# start of Excerpted passage
For most seismologists, large earthquakes are interesting not only because of the effects caused but also because of their size. One unresolved question is "what causes an earthquake to be big?" This may be answered in the future through a better understanding of what actually occurs during a large earthquake in terms of which parts of the fault move, how much do they move, and how fast. Methodologies exist to perform a finite fault inversion, which entails using the information from seismographic recordings to image the rupture process on the fault plane. Such analysis requires computaion. Detail fault rupture analysis has implications for estimating the shaking effects near an earthquake by characterizing the rupture plane and the rupture direction.
In the context of hazard estimation, response time is important. The question arises whether it is possible to quickly determine if the rupture process was simple or | complex. One way to make a simple determination is try to determine an average source time function for the earthquake.>
The file DECON.tgz contains the directory structure and processing scripts to perform the deconvolution. After downloading, execute the following command to unpack the distribution:
gunzip -c DECON.tgz | tar xvf -
which will unpack the following files and directories:
DECON/PROTO.EMP/ DECON/PROTO.EMP/DOITEMP DECON/PROTO.GRN/ DECON/PROTO.GRN/DOMKSYN DECON/PROTO.GRN/DOITGRN
These scripts use the programs saclhdr,
saciterd and gsac. To do the graphics we need the
GraphicsMagick gm (the
ImageMagick convert can
be used by slightly modify the script) and GMT for the map displays.
The scripts are discussed in the following links:
Assume that we have already prepared teleseismic data by removing the instrument response, rotating traces, and QC'ing waveforms and that they are placed on the system in the order used for telemseismic source inversion or for using teleseismic for quality control. We will set up the processing using empirical and synthetic Green's functions.
# end of Excerpted passage
## Required actions
1. According to the earthquake deconvolution page, which three programs do the scripts use?
2. Copy the earthquake deconvolution page word for word, from "For most seismologists, large" up to and including "the rupture direction.".
3. Carry on the earthquake deconvolution page from its final sentence.
The lines that come next have nothing to do with the earthquake deconvolution page.
# start of Extracted data
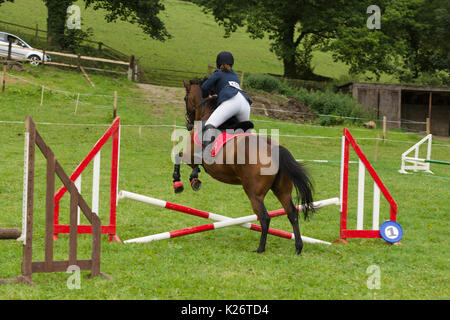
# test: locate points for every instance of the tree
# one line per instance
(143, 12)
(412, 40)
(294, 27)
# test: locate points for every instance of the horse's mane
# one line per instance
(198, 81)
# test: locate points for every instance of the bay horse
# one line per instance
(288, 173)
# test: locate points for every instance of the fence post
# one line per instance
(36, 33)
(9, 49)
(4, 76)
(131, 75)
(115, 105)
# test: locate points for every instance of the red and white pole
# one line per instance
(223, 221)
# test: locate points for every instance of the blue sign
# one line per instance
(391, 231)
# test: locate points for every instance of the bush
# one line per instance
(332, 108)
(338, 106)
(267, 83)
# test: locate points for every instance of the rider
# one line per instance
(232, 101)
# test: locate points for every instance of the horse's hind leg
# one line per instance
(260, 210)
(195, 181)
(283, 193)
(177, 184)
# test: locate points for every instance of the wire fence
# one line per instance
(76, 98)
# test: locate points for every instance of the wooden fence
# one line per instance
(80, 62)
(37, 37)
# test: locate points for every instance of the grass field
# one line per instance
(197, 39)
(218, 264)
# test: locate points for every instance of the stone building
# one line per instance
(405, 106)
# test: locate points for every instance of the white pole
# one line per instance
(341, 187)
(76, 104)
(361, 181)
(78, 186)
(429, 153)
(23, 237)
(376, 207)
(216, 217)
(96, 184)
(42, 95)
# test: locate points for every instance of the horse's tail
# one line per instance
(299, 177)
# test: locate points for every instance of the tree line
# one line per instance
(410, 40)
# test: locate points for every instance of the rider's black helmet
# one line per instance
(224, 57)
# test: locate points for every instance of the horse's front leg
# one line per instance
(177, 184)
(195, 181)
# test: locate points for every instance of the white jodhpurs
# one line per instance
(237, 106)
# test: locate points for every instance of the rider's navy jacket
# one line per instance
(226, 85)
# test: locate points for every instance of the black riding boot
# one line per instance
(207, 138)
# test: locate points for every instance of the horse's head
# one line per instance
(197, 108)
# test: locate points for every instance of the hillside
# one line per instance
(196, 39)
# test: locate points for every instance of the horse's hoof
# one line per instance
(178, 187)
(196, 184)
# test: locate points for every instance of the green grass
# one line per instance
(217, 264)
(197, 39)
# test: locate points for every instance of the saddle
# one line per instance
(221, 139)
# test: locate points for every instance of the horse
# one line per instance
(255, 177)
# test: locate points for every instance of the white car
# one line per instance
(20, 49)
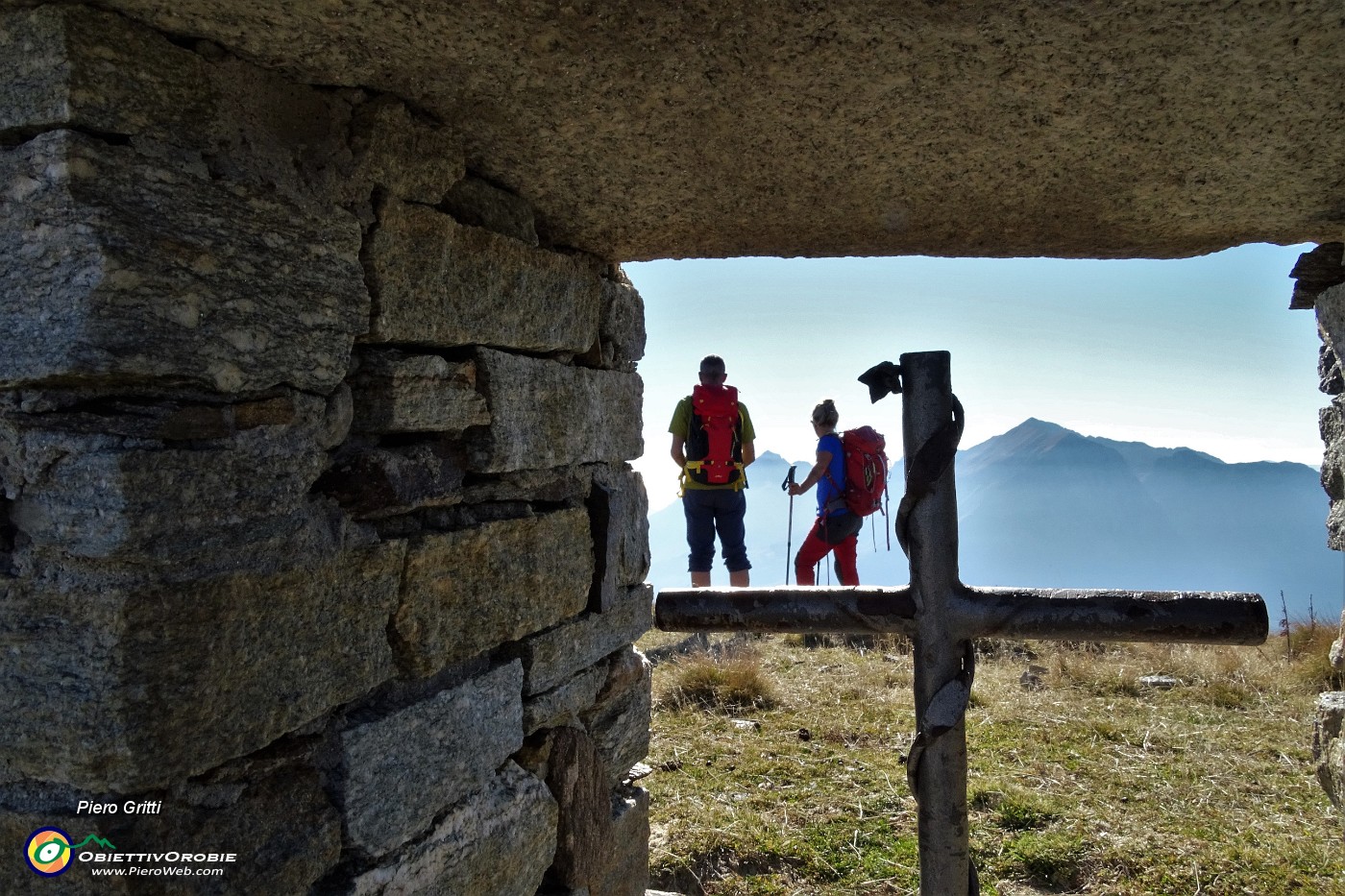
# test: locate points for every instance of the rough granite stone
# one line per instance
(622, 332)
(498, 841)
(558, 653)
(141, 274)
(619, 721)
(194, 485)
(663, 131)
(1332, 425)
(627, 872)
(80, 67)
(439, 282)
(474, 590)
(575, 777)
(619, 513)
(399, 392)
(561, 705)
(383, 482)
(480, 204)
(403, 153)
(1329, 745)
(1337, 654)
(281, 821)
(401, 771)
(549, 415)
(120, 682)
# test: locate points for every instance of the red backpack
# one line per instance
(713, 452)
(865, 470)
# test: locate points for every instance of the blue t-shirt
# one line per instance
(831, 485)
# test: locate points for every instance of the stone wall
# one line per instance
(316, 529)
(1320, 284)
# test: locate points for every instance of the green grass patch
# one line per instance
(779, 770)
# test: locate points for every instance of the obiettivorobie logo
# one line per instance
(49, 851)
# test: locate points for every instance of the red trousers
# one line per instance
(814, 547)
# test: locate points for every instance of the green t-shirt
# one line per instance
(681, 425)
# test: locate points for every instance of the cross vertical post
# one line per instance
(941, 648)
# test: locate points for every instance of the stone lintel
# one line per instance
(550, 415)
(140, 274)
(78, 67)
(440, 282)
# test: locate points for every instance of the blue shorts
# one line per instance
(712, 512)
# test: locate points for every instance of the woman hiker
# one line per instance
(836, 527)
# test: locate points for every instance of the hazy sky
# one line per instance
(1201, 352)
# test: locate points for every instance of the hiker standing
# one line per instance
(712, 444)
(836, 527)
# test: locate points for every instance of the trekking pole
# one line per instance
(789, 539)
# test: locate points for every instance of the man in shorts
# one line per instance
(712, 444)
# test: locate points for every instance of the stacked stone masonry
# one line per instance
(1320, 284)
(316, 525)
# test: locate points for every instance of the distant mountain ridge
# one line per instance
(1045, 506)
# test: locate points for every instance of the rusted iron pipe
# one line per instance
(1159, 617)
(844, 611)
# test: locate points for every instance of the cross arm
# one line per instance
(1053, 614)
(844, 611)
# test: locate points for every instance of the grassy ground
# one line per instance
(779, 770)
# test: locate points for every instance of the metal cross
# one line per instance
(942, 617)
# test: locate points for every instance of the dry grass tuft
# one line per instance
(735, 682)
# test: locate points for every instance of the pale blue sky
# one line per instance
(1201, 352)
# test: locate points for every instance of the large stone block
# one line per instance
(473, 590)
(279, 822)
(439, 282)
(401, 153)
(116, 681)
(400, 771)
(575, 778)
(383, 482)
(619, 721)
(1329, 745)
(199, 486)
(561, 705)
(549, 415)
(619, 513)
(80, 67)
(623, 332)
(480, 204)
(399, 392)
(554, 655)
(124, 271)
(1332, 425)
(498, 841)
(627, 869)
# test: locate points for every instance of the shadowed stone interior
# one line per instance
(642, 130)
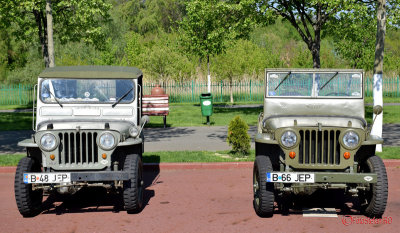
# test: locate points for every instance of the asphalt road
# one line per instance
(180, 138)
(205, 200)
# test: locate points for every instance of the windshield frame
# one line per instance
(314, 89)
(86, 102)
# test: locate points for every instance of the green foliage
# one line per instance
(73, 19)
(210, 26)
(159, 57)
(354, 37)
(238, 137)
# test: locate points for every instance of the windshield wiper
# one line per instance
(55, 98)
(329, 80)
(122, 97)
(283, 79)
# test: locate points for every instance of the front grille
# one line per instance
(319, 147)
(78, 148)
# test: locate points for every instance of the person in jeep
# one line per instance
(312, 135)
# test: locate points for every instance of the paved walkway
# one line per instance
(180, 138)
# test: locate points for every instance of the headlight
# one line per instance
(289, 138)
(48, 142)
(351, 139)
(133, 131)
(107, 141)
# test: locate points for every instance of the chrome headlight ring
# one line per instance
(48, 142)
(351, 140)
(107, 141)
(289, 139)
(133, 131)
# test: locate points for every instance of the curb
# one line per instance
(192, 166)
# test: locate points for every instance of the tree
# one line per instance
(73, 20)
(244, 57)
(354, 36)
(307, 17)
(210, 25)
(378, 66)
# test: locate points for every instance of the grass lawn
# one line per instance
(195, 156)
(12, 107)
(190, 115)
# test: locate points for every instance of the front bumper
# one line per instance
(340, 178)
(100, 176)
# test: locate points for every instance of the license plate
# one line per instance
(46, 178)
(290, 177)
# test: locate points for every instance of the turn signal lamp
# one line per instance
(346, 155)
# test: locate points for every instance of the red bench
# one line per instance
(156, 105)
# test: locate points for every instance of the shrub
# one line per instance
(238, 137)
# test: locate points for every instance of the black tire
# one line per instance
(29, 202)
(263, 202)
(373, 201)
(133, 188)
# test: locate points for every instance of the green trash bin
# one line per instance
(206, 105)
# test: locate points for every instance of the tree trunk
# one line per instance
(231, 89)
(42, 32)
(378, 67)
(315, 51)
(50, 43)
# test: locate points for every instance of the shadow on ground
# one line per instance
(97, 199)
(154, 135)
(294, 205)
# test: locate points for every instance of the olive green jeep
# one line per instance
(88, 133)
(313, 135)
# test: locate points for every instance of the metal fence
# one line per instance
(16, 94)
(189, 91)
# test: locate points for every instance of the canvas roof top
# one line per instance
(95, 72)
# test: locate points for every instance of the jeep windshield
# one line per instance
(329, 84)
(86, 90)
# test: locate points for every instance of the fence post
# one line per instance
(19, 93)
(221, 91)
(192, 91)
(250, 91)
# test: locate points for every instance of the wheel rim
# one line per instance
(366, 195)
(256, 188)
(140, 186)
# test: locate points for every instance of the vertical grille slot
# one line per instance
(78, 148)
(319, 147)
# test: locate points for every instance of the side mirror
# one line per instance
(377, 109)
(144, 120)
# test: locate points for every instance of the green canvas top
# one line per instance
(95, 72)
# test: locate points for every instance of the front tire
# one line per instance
# end of Extracted data
## Exercise responses
1. The scripts use saclhdr, saciterd, and gsac.

2.
For most seismologists, large earthquakes are interesting not only because of the effects caused but also because of their size. One unresolved question is "what causes an earthquake to be big?" This may be answered in the future through a better understanding of what actually occurs during a large earthquake in terms of which parts of the fault move, how much do they move, and how fast. Methodologies exist to perform a finite fault inversion, which entails using the information from seismographic recordings to image the rupture process on the fault plane. Such analysis requires computaion. Detail fault rupture analysis has implications for estimating the shaking effects near an earthquake by characterizing the rupture plane and the rupture direction.

3.
Let directory for the deconvolved, rotated, QC'd wavforms for the large
earthquake be
/home/rbh/PROGRAMS.310t/MOMENT_TENSOR/MECH.TEL/20070815234057/DAT.TEL
and let the directory for the small earthquake used as an empirical
Green's function be
/home/rbh/PROGRAMS.310t/MOMENT_TENSOR/MECH.TEL/20070818025235/DAT.TEL
Now go to the DECON directory created by unpacking the DECON.tgz file
and create two new directories:
mkdir 20070818025235.EMP mkdir 20070818025235.GRN
Now copy the prototype files into the appropriate directory, e.g.,
cp PROTO.EMP/* 20070818025235.EMP cp PROTO.GRN/* 20070818025235.GRN
Finally edit the files in these two directories as follow:
Edit the 20070818025235.EMP/DOITEMP
to change the lines
DIRBIG=path_to_big_event_waveform_directory DIRSMALL=path_to_small_event_waveform_directory
to
DIRBIG=/home/rbh/PROGRAMS.310t/MOMENT_TENSOR/MECH.TEL/20070815234057/DAT.TEL
DIRSMALL=/home/rbh/PROGRAMS.310t/MOMENT_TENSOR/MECH.TEL/20070818025235/DAT.TEL
Edit the 20070818025235.GRN/DOITGRN
to change the line
DIRBIG=path_to_big_event_waveform_directory
to
DIRBIG=/home/rbh/PROGRAMS.310t/MOMENT_TENSOR/MECH.TEL/20070815234057/DAT.TEL
Also edit the mechanism and source depth lines to use the values
expected for the big earthquake:
STK=171 DIP=55 RAKE=112 HS=30 MW=5.0
You are now ready to run the codes:
For the empirical Green's function technique
cd 20070818025235.EMP DOITEMP
For the synthetic Green's function technique
cd 20070818025235.GRN DOITGRN
This Mw = 8.0 earthquake occurred at 23:40:57.890 UT, had a depth of 39
km, latitude and longitude of -13.39 and -76.60, respectively. We will
attempt to define the source time function by comparing this to the
Mw=6.0 aftershock on
August 18 at 02:52:35 and to synthetic seismograms for a typical
mechanism for the region. Fortunately this earthquake was studied by
Gavin Hayes of the USGS. Gavin derived a finite fault solution and an
averaged source time function.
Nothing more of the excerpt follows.